Polecenie –
Przepisz wszystkie poniższe wpisy razem z poleceniami, przesuwając każdą współrzędną zaznaczonych punktów o 51 w górę. Obrazy pomiń.

Dane wejściowe –
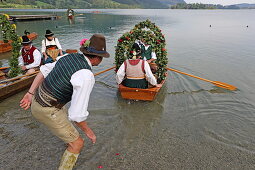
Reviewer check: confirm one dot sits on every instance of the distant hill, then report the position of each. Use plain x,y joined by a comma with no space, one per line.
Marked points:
85,4
246,6
171,2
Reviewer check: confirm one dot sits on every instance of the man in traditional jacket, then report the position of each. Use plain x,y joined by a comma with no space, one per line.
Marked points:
30,58
68,79
51,47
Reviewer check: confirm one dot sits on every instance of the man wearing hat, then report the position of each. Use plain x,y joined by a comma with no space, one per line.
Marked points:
51,47
30,58
68,79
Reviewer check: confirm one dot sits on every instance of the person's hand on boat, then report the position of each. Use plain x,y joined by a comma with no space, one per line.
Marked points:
158,85
23,68
26,101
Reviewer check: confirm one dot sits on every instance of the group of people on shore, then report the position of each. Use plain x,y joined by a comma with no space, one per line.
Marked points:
31,58
70,79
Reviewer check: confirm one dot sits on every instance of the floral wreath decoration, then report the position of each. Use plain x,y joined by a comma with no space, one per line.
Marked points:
153,36
9,33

Odpowiedź –
Reviewer check: confirm one dot sits on every instance of the distant hill, then report the position of each. Use plain x,y joined by a comma with no space, one per line.
Marked points:
136,55
297,57
222,53
Reviewer check: confirm one dot sits on every instance of the man in traditional jacket, then report the position of each. Use plain x,y joined by a comma with no space, one per line.
Marked points:
81,109
119,130
102,98
Reviewer check: confirm one dot sits on every instance of the man wearing hat, then report the position of each. Use plain x,y joined by a comma with no space, one per line.
Marked points:
102,98
81,109
119,130
Reviewer check: confirm one dot sits on every instance of the person's hand on boat, then report the position of each. Use plain x,y joined by a comma with no space, one per line.
Marked points:
209,136
74,119
77,152
Reviewer check: confirm one dot sits on every instance of the group of people on shore, then report the position of each. Use plain x,y joined by a comma with no space, one per line.
Marked points:
82,109
121,130
Reviewer check: confirm one dot sits on every instance of the floral wreath decoration, then report the position of each. Use plain x,y joined by a comma with no space, one per line.
Marked points:
204,87
60,84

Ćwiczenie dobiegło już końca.